Work required: Transcribe every record that appears below, exactly and in full.

Input data:
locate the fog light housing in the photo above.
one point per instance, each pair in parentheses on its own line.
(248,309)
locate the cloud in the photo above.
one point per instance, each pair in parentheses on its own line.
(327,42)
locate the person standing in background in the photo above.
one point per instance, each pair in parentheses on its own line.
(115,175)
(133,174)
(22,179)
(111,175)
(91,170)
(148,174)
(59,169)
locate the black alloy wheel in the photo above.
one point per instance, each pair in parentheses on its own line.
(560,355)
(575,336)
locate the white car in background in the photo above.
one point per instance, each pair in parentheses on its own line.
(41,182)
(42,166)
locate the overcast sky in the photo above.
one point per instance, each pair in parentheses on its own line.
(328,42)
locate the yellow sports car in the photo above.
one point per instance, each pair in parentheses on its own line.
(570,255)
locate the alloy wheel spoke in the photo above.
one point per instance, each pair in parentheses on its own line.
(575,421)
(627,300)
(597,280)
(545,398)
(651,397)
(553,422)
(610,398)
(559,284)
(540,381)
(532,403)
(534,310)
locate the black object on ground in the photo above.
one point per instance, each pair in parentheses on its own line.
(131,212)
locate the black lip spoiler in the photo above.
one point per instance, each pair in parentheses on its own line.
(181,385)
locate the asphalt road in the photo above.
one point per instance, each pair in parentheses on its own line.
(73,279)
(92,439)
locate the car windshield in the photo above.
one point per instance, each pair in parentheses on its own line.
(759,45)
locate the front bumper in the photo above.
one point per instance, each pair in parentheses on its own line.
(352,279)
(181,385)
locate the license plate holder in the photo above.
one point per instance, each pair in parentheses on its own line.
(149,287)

Expected answer:
locate the fog light housing in the photo above.
one point per instance, each pair in parentheses on its own line.
(248,309)
locate the cloud in the photo above.
one point per instance, each pair in parentheses on its own line.
(327,42)
locate the person standing in background in the photo above.
one point per instance, each pair in parentheses on its own line.
(115,175)
(133,174)
(22,179)
(111,175)
(91,170)
(148,174)
(59,169)
locate the black alloy wheel in the photo above.
one point per instance, each pair in parentheses on its own line.
(560,355)
(575,336)
locate the white car in background in the photo above.
one point per instance, each pair in parentheses on its own line.
(41,182)
(42,166)
locate the overcast sky in the photo above.
one point per instance, each pair in parentheses on its own line.
(328,42)
locate the yellow sports car in the photo above.
one point per instance, each pair in parentheses on its own line.
(570,255)
locate the alloy wheel spoke in the photo above.
one point per instance, each pair in parentheses on its own line.
(575,421)
(627,300)
(597,280)
(545,398)
(651,397)
(553,422)
(610,398)
(559,284)
(540,381)
(532,403)
(534,310)
locate the black object on ground in the photo above.
one point per instance, each pair in parentheses on its own line.
(131,212)
locate the black lip spoiler in the photo above.
one point per instance, each pair in parentheses on its own line.
(181,385)
locate the asphalt road in the photo above.
one point per instance, each pair in parentheses on its own line.
(73,279)
(92,439)
locate the car windshield in the photo above.
one point per instance, each pair in parentheses on its own line.
(759,45)
locate the front bumper in the photo above.
one point per instance, each pair in parentheses on its own line.
(352,279)
(181,385)
locate the license plate holder in the photo above.
one point per instance, each pair in parentheses on its own line.
(149,287)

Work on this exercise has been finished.